» What is expected
From the records below, copy out each line that has the word "soil".

» Entries provided
++++++++++
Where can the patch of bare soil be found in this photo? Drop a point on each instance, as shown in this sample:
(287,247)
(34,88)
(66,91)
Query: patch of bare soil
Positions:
++++++++++
» Reply to the exercise
Where can the patch of bare soil be found in this photo? Drop a point on each instance, as shown in this sample:
Query: patch of bare soil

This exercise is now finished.